Written problem a -> Reproduce every line of the listing that follows the article on validating Amazon affiliate ads, word for word, and leave out any pictures.

Document passage ->
━━━━

25 Years of Programming
An open source source for C, C++, OWL, BASIC, MDB, XLS, DOT, and more...
Home   Projects   Sitemap   Search   Blog   Forum+Chat   About Us   Privacy   Terms of Use   Feedback   FAQ   Images   Services   Ads   Donate   Humor

HTML:

Regular Expressions:

How to convert Amazon.com affiliate ads into valid HTML 4.01 Transitional

Did you try to validate the HTML on your web pages at W3C and get dozens or hundreds of errors because of your Amazon.com affiliate advertising code? It's fairly easy to fix the errors and make your code validate as HTML 4.01 Transitional.

It cannot validate as HTML 4.01 Strict because the Amazon code uses <iframe>, which is not legal in Strict. If you are currently using Strict, revise your DOCTYPE to declare the document as HTML 4.01 Transitional.

━━━━

Written problem b -> In the article on validating Amazon affiliate ads, which element in the Amazon code prevents it from validating as HTML 4.01 Strict?

━━━━

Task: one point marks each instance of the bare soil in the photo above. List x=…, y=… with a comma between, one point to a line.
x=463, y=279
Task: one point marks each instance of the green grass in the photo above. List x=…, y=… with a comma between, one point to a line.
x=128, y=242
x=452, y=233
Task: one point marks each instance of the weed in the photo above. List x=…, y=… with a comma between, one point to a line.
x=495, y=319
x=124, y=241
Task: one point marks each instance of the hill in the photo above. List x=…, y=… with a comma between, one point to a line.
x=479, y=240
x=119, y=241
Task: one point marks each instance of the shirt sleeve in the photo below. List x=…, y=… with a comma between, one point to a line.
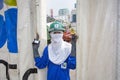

━━━━

Exercise result a ->
Task: one point marks each instance of the bare soil in the photo above. List x=…, y=… with a comma between, one point to a line.
x=463, y=279
Task: one point marks each instance of the green grass in the photo above. List x=…, y=… with a comma between, one point to a line.
x=128, y=242
x=452, y=233
Task: one point marks each instance of the weed in the photo above. List x=…, y=… with a comma between, one point to a line.
x=495, y=319
x=124, y=241
Task: one point marks each instance of the hill in the photo above. List x=…, y=… with a comma between, one point to a line.
x=479, y=240
x=119, y=241
Task: one point marks each instance of the shirt sleeve in the photo below. List x=…, y=… with a comma between, one point to a line.

Exercise result b -> The <iframe> element, which is not legal in Strict.